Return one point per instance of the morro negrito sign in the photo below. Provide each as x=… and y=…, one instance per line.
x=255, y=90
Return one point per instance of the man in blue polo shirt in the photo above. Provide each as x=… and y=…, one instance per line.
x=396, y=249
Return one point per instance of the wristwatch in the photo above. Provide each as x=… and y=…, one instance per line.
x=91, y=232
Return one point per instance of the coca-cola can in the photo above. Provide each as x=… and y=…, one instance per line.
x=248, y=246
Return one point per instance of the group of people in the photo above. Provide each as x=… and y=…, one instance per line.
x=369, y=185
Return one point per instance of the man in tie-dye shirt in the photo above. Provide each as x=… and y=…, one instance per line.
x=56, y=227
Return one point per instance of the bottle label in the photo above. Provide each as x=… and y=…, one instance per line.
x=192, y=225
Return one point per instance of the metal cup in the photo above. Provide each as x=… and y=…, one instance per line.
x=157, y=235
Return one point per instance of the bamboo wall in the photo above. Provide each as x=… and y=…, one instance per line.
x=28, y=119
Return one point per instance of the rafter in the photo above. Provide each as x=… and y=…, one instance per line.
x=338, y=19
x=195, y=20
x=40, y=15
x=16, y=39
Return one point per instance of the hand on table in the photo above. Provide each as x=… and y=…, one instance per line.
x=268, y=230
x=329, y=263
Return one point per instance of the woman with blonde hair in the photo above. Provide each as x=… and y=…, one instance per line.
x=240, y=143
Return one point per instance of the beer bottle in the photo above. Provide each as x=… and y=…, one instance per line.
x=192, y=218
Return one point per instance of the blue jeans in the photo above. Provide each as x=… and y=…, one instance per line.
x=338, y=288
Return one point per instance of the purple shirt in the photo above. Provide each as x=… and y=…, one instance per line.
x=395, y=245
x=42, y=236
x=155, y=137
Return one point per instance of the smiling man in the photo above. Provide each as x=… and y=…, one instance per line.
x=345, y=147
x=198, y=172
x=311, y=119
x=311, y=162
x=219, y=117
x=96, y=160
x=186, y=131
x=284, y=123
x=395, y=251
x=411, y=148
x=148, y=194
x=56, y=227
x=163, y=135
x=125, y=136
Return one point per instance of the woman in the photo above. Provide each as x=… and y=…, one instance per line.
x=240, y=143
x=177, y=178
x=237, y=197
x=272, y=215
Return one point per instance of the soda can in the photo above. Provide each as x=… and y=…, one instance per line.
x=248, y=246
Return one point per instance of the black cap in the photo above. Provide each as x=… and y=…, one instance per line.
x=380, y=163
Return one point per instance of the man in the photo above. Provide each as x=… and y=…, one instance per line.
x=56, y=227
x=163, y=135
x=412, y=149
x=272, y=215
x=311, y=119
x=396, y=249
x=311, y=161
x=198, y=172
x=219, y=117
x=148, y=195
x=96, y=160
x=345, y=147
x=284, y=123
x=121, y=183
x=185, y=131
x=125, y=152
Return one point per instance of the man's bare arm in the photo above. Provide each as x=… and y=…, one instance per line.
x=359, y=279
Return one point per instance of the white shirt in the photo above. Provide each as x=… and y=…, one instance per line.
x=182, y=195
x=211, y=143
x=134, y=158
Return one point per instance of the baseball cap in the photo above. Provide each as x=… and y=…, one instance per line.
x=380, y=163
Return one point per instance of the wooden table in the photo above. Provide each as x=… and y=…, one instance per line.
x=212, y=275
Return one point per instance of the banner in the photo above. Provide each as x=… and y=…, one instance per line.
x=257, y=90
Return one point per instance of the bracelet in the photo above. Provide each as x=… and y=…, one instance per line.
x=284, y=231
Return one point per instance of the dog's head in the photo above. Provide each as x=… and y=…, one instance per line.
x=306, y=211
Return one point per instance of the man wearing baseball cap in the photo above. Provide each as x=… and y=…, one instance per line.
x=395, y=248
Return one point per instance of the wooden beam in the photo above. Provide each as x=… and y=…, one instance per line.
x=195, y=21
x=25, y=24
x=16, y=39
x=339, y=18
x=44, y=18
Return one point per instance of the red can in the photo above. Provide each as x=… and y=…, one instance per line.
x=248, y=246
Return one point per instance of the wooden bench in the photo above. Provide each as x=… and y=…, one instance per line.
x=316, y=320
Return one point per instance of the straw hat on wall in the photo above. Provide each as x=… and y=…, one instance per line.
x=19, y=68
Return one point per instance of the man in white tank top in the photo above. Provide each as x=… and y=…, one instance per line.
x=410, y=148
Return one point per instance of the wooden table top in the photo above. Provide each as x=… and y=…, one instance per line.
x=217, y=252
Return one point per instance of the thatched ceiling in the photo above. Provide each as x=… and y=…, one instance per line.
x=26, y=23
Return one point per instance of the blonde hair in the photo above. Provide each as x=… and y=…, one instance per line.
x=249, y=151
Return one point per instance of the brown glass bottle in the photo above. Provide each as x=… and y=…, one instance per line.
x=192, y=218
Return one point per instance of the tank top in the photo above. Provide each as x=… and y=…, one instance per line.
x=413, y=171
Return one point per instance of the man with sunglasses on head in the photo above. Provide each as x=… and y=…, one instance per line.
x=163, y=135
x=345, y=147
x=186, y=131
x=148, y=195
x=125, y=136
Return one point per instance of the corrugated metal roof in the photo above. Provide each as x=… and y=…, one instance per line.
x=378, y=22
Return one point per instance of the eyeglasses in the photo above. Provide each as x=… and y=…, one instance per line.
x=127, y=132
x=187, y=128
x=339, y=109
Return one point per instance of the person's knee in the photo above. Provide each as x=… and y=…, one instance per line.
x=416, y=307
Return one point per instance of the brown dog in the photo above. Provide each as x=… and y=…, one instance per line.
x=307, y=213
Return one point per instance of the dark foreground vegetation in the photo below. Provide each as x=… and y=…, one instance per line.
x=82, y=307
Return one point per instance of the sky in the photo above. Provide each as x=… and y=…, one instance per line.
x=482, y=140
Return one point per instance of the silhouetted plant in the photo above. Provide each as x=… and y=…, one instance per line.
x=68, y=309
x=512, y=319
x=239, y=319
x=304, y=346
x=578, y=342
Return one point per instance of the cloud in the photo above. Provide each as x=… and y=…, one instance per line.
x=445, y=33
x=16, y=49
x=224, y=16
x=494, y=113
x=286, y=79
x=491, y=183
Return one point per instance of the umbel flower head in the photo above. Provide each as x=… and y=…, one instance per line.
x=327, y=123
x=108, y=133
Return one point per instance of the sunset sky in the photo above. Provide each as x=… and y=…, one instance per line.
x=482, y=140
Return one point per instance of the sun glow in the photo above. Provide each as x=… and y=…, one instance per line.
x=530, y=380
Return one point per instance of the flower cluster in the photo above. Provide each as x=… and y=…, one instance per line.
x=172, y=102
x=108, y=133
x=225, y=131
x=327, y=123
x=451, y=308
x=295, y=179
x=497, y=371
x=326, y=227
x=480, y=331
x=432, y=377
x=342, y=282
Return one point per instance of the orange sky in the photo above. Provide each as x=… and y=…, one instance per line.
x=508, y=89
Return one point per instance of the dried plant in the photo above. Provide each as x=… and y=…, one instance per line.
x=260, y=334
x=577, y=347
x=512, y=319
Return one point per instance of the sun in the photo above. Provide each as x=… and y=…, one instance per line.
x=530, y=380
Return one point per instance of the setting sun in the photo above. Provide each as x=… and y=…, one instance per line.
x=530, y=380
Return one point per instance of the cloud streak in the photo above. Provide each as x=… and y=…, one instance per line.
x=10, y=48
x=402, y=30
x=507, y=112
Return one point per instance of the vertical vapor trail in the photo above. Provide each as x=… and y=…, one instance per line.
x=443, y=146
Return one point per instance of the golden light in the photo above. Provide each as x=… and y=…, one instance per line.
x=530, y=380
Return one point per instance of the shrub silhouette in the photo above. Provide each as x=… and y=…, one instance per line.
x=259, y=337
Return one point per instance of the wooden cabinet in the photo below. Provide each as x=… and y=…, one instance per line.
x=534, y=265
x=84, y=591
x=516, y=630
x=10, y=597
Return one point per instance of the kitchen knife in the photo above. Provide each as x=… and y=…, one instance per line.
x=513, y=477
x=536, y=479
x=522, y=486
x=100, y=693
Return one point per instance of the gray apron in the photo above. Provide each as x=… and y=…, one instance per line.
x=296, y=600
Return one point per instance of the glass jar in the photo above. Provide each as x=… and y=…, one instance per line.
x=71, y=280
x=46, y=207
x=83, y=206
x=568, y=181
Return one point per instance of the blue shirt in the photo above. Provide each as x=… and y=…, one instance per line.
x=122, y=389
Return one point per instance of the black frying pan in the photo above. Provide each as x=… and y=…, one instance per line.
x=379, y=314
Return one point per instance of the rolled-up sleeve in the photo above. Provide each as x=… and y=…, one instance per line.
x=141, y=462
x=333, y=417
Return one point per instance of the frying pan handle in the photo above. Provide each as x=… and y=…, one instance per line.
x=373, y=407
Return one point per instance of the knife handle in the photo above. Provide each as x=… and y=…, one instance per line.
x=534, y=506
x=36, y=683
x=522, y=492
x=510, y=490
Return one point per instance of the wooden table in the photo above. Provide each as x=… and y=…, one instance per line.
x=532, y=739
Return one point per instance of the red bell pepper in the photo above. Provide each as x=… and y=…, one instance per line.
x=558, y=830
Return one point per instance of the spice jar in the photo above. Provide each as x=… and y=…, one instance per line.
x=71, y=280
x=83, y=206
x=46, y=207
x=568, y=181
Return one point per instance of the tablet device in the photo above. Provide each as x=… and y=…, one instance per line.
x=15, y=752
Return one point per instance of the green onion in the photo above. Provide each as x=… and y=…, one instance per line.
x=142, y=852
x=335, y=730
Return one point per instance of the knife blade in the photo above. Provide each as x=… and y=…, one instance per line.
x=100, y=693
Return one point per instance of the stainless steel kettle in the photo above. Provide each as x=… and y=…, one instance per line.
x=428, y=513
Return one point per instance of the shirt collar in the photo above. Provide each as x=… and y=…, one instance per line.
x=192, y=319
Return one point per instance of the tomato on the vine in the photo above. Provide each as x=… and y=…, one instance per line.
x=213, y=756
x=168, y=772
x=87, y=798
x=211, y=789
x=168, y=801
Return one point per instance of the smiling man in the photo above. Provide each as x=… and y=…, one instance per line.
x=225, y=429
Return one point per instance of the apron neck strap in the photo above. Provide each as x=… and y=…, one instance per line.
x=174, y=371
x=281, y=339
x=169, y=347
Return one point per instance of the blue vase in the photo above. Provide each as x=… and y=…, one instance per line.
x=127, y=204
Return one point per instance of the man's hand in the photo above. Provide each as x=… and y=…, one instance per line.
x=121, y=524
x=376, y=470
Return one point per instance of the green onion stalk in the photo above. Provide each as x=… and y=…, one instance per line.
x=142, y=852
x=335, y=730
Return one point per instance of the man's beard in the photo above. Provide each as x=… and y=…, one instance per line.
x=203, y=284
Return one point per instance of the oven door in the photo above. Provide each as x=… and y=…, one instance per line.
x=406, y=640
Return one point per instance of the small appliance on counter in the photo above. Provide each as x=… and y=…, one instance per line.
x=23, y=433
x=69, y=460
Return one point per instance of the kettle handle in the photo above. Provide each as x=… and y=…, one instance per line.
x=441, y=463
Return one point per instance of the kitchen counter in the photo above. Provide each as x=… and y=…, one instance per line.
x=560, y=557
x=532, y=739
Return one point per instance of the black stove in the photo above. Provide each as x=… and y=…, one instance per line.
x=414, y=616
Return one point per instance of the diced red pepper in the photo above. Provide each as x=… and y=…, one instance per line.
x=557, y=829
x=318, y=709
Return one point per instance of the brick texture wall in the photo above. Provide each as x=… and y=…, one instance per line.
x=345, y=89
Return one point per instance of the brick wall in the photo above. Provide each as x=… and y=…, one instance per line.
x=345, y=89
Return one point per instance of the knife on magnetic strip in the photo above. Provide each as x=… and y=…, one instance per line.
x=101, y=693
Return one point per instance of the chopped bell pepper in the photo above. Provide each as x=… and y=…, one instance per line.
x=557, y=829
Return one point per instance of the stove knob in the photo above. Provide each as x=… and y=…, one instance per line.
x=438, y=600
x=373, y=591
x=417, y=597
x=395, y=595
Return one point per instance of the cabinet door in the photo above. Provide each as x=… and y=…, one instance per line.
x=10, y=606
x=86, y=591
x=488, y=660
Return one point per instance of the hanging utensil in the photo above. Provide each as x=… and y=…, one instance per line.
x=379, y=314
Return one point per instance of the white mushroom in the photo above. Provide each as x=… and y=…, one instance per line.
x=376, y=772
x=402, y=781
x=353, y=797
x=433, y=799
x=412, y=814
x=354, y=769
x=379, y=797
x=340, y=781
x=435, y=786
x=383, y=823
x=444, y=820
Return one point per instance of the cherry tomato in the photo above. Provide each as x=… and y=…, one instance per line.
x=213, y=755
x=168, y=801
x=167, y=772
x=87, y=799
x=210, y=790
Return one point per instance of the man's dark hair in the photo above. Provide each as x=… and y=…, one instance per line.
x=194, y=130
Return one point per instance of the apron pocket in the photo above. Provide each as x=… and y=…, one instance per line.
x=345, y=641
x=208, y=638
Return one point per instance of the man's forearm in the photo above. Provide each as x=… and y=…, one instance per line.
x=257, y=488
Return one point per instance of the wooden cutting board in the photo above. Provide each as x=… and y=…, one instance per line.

•••

● Prompt: Begin with the line that contains "Return one point per instance of the chopped" and quote each line after it exactly, stopping after the last line of the data.

● The completed task:
Return one point per instance of the chopped bell pepper in the photo above. Provide each as x=… and y=…, one instance per line.
x=557, y=829
Return one point per instance of the stove knob in the photo above. Provide each as x=… and y=…, one instance per line.
x=438, y=600
x=373, y=591
x=417, y=597
x=395, y=595
Return one point per instance of the cabinet door in the photo above. Provide each as x=… and y=…, one instance per line.
x=10, y=606
x=86, y=591
x=488, y=660
Return one point per instance of the hanging utensil in the photo above. Provide each as x=… and y=…, one instance per line.
x=379, y=314
Return one point per instance of the white mushroom in the photo above. Provide each as x=… and y=…, one instance per line.
x=376, y=772
x=402, y=781
x=353, y=797
x=433, y=799
x=412, y=814
x=354, y=769
x=379, y=797
x=340, y=781
x=435, y=786
x=383, y=823
x=444, y=820
Return one point per instance of the cherry tomato in the photo above. Provide each as x=… and y=…, one instance per line.
x=213, y=755
x=168, y=801
x=167, y=772
x=87, y=799
x=210, y=790
Return one point per instance of the man's dark hair in the photo above. Provide each as x=… and y=…, one instance per line.
x=194, y=130
Return one point per instance of the apron pocket in the photo above. Provide each as x=… and y=…, one instance per line.
x=345, y=641
x=208, y=638
Return one point per instance of the man's forearm in the photo above. Provide each as x=… and y=…, one instance per line.
x=257, y=488
Return one point per instance of the wooden cutting board in the photo above. Provide each as x=… and y=…, one instance per line.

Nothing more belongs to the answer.